** Instructions to follow **
In the entries below, find the line containing "Task: find the dining table". Copy it and all lines after it, exactly, through the end.

** Provided entries **
▼

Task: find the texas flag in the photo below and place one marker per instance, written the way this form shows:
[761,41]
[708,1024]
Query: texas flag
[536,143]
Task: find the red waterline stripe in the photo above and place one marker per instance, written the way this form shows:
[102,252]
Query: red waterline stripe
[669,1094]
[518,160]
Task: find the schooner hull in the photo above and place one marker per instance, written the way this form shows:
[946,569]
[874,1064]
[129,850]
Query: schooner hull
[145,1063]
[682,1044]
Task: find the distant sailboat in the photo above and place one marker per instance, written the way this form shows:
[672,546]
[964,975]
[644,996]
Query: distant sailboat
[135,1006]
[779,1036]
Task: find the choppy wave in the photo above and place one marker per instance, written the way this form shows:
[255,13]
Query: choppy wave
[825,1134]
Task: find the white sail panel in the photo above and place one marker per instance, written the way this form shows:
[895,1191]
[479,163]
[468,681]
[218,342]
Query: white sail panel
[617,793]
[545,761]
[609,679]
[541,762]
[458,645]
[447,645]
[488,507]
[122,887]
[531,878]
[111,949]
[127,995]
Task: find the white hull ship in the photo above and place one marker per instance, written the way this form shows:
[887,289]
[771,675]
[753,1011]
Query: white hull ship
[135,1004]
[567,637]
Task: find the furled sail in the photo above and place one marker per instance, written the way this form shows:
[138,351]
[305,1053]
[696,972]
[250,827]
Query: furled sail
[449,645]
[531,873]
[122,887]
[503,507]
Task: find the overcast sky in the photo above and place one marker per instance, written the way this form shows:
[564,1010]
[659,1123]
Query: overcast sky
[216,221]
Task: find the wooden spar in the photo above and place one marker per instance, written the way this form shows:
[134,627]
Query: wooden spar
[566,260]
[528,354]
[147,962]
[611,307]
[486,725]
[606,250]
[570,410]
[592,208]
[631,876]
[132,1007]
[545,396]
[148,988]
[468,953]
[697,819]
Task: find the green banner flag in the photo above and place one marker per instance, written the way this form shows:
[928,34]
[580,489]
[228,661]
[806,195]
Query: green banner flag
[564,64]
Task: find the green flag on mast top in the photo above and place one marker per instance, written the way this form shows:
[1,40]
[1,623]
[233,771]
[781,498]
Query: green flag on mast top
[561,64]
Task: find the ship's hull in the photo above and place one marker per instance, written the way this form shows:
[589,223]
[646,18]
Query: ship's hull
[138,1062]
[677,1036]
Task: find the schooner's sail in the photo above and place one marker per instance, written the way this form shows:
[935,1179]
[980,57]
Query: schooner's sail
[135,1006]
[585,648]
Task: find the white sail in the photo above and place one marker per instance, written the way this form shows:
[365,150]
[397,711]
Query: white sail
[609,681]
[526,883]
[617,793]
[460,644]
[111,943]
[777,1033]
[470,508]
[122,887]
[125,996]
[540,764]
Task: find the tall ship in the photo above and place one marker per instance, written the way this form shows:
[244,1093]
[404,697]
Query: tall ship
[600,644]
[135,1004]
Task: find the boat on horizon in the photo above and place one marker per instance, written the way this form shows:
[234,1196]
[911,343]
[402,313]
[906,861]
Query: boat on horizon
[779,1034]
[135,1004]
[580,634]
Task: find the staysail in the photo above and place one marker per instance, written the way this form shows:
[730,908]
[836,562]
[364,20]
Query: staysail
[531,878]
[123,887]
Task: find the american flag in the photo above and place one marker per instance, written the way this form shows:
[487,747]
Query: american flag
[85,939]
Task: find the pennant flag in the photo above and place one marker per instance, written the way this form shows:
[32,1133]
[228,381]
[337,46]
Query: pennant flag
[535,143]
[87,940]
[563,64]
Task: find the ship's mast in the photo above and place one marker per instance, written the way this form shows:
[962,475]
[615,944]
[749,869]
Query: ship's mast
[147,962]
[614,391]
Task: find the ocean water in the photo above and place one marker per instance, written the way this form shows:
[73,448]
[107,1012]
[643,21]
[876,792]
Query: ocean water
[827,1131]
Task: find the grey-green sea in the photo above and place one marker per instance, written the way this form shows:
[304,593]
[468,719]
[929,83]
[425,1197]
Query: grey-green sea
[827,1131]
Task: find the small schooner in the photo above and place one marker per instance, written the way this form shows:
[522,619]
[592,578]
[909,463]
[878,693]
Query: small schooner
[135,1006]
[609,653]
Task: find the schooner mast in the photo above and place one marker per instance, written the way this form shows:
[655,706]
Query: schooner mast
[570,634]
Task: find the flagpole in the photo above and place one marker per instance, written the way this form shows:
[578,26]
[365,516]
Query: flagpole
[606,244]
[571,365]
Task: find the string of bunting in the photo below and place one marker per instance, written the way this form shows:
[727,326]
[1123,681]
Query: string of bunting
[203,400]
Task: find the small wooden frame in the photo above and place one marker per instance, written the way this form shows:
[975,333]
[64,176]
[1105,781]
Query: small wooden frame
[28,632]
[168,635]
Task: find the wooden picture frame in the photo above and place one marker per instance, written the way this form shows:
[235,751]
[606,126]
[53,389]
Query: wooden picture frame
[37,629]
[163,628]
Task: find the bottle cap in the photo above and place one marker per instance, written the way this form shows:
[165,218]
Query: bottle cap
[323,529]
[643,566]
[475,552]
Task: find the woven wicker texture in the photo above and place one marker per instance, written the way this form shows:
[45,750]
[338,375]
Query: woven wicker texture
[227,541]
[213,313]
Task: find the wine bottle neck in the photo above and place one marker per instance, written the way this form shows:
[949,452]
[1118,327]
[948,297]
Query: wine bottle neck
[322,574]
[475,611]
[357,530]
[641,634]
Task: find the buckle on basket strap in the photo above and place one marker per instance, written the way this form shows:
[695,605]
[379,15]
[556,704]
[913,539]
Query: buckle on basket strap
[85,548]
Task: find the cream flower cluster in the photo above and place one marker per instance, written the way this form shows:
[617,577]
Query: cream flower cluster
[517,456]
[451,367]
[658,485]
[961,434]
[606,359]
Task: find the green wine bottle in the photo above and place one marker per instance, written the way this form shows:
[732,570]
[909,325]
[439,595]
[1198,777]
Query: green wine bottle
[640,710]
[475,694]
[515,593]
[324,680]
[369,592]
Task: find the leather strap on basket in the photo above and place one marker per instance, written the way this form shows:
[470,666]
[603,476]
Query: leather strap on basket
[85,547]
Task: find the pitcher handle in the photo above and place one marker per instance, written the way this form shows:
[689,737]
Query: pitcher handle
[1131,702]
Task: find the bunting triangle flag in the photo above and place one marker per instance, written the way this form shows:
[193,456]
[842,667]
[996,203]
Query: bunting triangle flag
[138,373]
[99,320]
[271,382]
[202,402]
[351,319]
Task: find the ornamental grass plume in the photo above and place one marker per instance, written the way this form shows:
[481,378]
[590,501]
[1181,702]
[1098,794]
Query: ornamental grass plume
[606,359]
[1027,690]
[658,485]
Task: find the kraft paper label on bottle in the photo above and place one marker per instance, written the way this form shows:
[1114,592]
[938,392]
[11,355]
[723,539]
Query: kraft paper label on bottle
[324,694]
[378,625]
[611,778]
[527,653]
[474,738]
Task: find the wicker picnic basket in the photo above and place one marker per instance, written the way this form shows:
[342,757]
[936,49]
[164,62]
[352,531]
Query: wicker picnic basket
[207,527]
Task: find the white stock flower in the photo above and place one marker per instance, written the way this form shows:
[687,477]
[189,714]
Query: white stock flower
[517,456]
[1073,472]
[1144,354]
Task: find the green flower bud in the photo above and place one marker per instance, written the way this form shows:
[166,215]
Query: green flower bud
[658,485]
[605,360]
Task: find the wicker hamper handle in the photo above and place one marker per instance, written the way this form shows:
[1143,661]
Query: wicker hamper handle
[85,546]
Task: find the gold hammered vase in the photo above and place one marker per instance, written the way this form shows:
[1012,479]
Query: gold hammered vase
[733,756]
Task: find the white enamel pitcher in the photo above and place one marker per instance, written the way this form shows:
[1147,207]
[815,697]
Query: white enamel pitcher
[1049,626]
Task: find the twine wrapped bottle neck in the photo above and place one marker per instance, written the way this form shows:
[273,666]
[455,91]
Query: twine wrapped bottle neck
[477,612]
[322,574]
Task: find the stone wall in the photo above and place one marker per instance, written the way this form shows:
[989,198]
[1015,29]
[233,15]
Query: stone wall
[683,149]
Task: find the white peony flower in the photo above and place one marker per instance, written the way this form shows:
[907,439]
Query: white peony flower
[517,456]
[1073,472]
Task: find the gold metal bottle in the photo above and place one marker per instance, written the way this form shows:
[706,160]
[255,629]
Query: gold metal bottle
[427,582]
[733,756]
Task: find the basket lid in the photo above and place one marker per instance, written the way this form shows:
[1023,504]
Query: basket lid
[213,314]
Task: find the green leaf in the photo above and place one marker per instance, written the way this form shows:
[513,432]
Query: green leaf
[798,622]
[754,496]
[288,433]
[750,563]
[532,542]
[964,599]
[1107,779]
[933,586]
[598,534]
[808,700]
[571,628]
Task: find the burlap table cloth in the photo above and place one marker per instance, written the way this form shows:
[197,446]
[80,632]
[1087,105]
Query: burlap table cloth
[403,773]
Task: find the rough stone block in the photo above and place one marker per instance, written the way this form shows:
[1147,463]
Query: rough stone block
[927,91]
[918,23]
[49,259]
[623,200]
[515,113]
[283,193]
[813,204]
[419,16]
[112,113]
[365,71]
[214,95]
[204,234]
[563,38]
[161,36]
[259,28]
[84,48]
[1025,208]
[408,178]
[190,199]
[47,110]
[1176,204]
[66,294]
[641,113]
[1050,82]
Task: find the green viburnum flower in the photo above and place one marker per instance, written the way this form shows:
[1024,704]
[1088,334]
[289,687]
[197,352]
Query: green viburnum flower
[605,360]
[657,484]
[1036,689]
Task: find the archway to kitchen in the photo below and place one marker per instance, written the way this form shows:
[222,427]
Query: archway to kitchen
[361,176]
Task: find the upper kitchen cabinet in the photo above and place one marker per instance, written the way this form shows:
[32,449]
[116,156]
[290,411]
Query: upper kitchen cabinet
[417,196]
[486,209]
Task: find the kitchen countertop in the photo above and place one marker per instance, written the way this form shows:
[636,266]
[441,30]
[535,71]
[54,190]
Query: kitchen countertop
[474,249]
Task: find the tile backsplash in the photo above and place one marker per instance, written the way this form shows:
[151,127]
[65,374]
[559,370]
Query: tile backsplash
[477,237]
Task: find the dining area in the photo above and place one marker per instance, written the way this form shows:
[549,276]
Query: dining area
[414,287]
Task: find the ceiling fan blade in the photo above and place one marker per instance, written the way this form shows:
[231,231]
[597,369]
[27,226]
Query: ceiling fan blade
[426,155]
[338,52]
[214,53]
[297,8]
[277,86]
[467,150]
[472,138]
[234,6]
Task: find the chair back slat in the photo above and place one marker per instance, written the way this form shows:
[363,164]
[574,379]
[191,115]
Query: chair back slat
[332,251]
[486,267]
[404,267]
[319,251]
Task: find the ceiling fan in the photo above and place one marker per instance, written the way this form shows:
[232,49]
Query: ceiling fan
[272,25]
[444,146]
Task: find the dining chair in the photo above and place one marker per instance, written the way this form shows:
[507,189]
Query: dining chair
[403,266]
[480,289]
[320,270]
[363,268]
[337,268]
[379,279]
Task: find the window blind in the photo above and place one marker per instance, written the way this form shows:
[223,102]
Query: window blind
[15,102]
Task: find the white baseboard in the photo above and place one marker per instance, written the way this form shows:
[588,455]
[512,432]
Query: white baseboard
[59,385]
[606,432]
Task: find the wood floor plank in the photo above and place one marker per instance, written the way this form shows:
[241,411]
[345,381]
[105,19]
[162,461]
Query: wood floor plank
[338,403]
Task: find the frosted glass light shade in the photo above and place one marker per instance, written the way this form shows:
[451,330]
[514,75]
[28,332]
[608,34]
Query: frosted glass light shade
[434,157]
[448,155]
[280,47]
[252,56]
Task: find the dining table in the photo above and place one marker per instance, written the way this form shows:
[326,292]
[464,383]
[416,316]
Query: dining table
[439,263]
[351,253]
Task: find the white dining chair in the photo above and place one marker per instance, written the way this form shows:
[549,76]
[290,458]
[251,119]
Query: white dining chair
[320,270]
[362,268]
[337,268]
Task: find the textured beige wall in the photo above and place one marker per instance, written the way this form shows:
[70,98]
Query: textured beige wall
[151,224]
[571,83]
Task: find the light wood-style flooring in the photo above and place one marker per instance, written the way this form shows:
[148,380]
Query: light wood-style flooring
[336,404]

▲

** Exercise answer **
Task: find the dining table in the photo above and place one marker per instance, written the way this form shows:
[326,292]
[464,383]
[416,316]
Query: dining table
[439,263]
[351,253]
Task: find the white dining chair in the photo above and place one marker per instance, written the way this form shows:
[549,76]
[290,458]
[251,119]
Query: white dining chair
[320,270]
[362,268]
[337,268]
Task: find the textured beige wall in the photo above and place one marker per instance, written the way this form shows:
[70,98]
Query: textured beige wall
[151,224]
[571,83]
Task: find the light wood-style flooring in the photo above and place one marker per instance, written the way this form shows:
[148,380]
Query: light wood-style flooring
[336,404]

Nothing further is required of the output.